▶ **Direction**:
Convert the listing below into a two-column CSV with the columns request and polygons, one row per request. Put each request's full text and its answer in one quoted field each, with line breaks replaced by spaces.

Segmentation labeling items
+ + + + +

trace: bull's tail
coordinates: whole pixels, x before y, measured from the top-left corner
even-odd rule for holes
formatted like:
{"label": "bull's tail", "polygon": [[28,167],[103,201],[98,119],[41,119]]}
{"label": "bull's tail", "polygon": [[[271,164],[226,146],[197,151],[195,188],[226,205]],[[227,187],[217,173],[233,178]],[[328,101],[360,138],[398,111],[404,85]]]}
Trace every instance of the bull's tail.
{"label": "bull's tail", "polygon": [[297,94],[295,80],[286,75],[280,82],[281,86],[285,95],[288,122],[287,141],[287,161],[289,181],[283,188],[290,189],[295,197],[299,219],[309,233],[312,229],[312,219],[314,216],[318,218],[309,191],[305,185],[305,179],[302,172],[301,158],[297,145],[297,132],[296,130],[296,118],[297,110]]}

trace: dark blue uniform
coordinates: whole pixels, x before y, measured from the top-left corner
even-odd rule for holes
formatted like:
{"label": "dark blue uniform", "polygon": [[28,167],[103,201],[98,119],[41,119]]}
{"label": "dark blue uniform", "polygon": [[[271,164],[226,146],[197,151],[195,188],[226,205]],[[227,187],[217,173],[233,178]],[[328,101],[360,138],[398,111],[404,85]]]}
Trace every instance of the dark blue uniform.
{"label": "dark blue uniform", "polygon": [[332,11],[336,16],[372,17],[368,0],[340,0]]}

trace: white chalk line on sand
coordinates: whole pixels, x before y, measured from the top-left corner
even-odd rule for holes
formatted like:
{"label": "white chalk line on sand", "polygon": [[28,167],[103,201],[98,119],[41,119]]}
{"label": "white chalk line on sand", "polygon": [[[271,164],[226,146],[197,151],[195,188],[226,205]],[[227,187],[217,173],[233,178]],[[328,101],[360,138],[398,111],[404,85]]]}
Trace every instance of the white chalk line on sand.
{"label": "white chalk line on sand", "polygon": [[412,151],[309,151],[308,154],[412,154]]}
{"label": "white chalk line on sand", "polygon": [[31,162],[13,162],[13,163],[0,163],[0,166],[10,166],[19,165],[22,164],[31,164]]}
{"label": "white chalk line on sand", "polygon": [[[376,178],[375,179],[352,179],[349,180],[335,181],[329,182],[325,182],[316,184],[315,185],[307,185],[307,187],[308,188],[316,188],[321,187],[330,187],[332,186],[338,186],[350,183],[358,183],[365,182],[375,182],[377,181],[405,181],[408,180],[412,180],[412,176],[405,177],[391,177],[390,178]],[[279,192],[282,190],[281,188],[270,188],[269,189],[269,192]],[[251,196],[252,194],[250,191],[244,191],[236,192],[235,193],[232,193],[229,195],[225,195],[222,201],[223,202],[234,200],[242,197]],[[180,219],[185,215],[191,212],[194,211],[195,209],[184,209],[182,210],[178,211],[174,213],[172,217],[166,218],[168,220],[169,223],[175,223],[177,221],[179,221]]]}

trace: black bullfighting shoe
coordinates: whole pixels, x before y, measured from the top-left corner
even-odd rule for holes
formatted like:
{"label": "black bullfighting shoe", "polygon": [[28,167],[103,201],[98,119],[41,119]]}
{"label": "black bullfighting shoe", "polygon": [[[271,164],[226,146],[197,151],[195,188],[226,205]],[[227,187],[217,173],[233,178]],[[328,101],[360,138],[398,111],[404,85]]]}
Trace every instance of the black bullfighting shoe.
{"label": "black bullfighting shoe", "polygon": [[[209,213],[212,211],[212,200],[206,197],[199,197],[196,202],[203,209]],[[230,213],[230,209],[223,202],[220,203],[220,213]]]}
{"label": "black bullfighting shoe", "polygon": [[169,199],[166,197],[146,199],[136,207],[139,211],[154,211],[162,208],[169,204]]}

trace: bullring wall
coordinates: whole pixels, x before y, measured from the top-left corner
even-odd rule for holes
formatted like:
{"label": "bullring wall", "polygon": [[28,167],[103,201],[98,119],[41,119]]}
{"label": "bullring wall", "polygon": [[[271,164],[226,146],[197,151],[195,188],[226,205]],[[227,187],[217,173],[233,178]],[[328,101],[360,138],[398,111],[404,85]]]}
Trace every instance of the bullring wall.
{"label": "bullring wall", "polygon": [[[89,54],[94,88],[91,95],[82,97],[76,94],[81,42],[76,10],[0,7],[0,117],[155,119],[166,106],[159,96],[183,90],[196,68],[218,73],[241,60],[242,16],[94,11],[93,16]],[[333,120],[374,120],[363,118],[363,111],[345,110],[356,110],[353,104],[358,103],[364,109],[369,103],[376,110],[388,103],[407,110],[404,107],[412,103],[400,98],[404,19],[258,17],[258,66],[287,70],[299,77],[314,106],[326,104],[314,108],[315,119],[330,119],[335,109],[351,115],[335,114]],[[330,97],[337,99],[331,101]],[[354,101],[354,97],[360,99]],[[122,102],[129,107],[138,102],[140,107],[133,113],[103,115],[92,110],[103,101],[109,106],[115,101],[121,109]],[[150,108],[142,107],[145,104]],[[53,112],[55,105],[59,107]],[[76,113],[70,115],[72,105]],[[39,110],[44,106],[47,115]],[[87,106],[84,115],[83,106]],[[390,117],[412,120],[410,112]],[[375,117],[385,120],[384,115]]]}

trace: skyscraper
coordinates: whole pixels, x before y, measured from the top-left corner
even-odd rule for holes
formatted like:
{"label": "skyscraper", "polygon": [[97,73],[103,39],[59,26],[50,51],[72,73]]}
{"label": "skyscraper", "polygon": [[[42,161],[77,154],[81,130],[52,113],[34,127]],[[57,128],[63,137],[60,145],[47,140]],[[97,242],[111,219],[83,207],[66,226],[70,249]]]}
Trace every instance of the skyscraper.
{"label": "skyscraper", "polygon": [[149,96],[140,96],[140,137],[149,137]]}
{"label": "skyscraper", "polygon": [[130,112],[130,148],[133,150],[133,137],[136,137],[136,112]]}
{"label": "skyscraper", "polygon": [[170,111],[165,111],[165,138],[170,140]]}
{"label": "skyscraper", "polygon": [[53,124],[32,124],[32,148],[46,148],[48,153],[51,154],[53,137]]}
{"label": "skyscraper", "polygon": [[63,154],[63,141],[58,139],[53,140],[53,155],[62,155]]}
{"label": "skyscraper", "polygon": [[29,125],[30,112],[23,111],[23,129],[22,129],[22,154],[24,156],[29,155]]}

+ + + + +

▶ **Task solution**:
request,polygons
"trace: bull's tail coordinates: whole pixels, x before y, measured from the top-left corner even-odd rule for holes formatted like: {""label"": ""bull's tail"", ""polygon"": [[28,167],[103,201],[98,119],[41,119]]} {""label"": ""bull's tail"", ""polygon"": [[[271,164],[226,146],[197,151],[195,188],[226,205]],[[227,187],[217,173],[233,178]],[[328,101],[360,138],[398,111],[404,85]]]} Trace every instance of the bull's tail.","{""label"": ""bull's tail"", ""polygon"": [[297,94],[295,80],[286,75],[280,82],[281,86],[285,95],[288,122],[287,141],[287,161],[289,181],[283,188],[290,189],[295,197],[299,219],[309,233],[312,229],[312,219],[314,216],[318,218],[309,191],[305,185],[305,179],[302,172],[301,158],[297,145],[297,132],[296,130],[296,118],[297,110]]}"
"trace: dark blue uniform coordinates: whole pixels, x before y, measured from the top-left corner even-odd rule for holes formatted like: {""label"": ""dark blue uniform"", ""polygon"": [[28,167],[103,201],[98,119],[41,119]]} {""label"": ""dark blue uniform"", ""polygon"": [[[271,164],[226,146],[197,151],[195,188],[226,205]],[[227,187],[217,173],[233,178]],[[328,101],[360,138],[398,111],[404,85]]]} Trace every instance of the dark blue uniform.","{""label"": ""dark blue uniform"", ""polygon"": [[332,11],[336,16],[372,17],[368,0],[340,0]]}"
"trace: white chalk line on sand coordinates: whole pixels, x before y, measured from the top-left corner even-odd rule for holes formatted like: {""label"": ""white chalk line on sand"", ""polygon"": [[28,167],[103,201],[98,119],[41,119]]} {""label"": ""white chalk line on sand"", ""polygon"": [[[271,164],[226,146],[197,151],[195,188],[226,205]],[[227,187],[217,173],[233,178]],[[328,101],[360,138],[398,111],[404,85]]]} Trace every instance of the white chalk line on sand.","{""label"": ""white chalk line on sand"", ""polygon"": [[412,151],[309,151],[308,154],[412,154]]} {""label"": ""white chalk line on sand"", ""polygon"": [[31,162],[13,162],[13,163],[0,163],[0,166],[10,166],[19,165],[22,164],[31,164]]} {""label"": ""white chalk line on sand"", ""polygon"": [[[376,178],[375,179],[352,179],[349,180],[335,181],[329,182],[325,182],[316,184],[315,185],[307,185],[307,187],[308,188],[316,188],[321,187],[330,187],[332,186],[338,186],[350,183],[358,183],[365,182],[375,182],[377,181],[405,181],[408,180],[412,180],[412,176],[405,177],[391,177],[390,178]],[[279,192],[282,190],[281,188],[270,188],[269,189],[269,192]],[[251,196],[252,194],[250,191],[244,191],[236,192],[235,193],[232,193],[229,195],[225,195],[222,201],[223,202],[234,200],[242,197]],[[180,219],[185,215],[191,212],[194,211],[195,209],[184,209],[182,210],[178,211],[174,213],[172,217],[166,218],[168,220],[169,223],[175,223],[177,221],[179,221]]]}"
"trace: black bullfighting shoe coordinates: whole pixels, x before y, measured from the top-left corner even-odd rule for holes formatted like: {""label"": ""black bullfighting shoe"", ""polygon"": [[28,167],[103,201],[98,119],[41,119]]} {""label"": ""black bullfighting shoe"", ""polygon"": [[[271,164],[226,146],[197,151],[195,188],[226,205]],[[227,187],[217,173],[233,178]],[[328,101],[360,138],[398,111],[404,85]]]} Trace every instance of the black bullfighting shoe.","{""label"": ""black bullfighting shoe"", ""polygon"": [[[209,213],[212,211],[212,200],[206,197],[199,197],[196,202],[203,209]],[[230,213],[230,209],[223,202],[220,203],[220,213]]]} {""label"": ""black bullfighting shoe"", ""polygon"": [[169,199],[166,197],[146,199],[136,207],[139,211],[154,211],[162,208],[169,204]]}"
"trace: bullring wall coordinates: whole pixels, x before y, measured from the top-left corner even-odd rule for holes formatted like: {""label"": ""bullring wall"", ""polygon"": [[28,167],[103,201],[98,119],[41,119]]} {""label"": ""bullring wall"", ""polygon"": [[[271,164],[226,146],[197,151],[195,188],[226,205]],[[227,187],[217,173],[233,178]],[[328,101],[360,138],[398,111],[404,85]]]} Trace every instance of the bullring wall.","{""label"": ""bullring wall"", ""polygon"": [[[89,54],[94,88],[91,95],[82,97],[76,94],[81,42],[76,10],[0,7],[0,117],[155,119],[166,106],[159,96],[183,90],[196,68],[218,73],[241,60],[242,16],[94,11],[93,16]],[[333,120],[374,120],[363,118],[363,111],[345,110],[356,110],[353,104],[358,103],[364,109],[369,103],[376,110],[388,103],[407,110],[404,107],[412,103],[400,98],[404,19],[258,17],[258,66],[287,70],[299,77],[314,106],[326,104],[314,108],[315,119],[330,119],[335,109],[351,115],[335,114]],[[330,97],[337,99],[331,101]],[[354,101],[354,97],[360,99]],[[122,102],[129,107],[138,102],[140,107],[133,113],[103,115],[92,110],[103,101],[109,106],[115,101],[121,109]],[[150,108],[142,107],[145,104]],[[53,112],[55,105],[59,107]],[[76,113],[70,115],[72,105]],[[39,110],[44,106],[47,115]],[[87,106],[84,115],[83,106]],[[390,117],[412,120],[410,112]],[[375,117],[385,120],[384,115]]]}"
"trace: skyscraper coordinates: whole pixels, x before y, measured from the top-left corner even-odd rule for holes formatted like: {""label"": ""skyscraper"", ""polygon"": [[97,73],[103,39],[59,26],[50,51],[72,73]]} {""label"": ""skyscraper"", ""polygon"": [[[42,161],[77,154],[81,130],[52,113],[34,127]],[[57,128],[63,137],[60,145],[47,140]],[[97,242],[111,219],[83,207],[66,226],[70,249]]]} Trace every instance of the skyscraper.","{""label"": ""skyscraper"", ""polygon"": [[149,96],[140,96],[140,137],[149,137]]} {""label"": ""skyscraper"", ""polygon"": [[130,112],[130,148],[133,150],[133,137],[136,137],[136,112]]} {""label"": ""skyscraper"", ""polygon"": [[170,111],[165,111],[165,138],[170,140]]} {""label"": ""skyscraper"", ""polygon"": [[53,124],[32,124],[32,148],[46,148],[48,153],[51,154],[53,137]]} {""label"": ""skyscraper"", ""polygon"": [[63,154],[63,141],[58,139],[53,140],[53,155],[62,155]]} {""label"": ""skyscraper"", ""polygon"": [[29,125],[30,112],[23,111],[23,129],[22,129],[22,154],[24,156],[29,155]]}"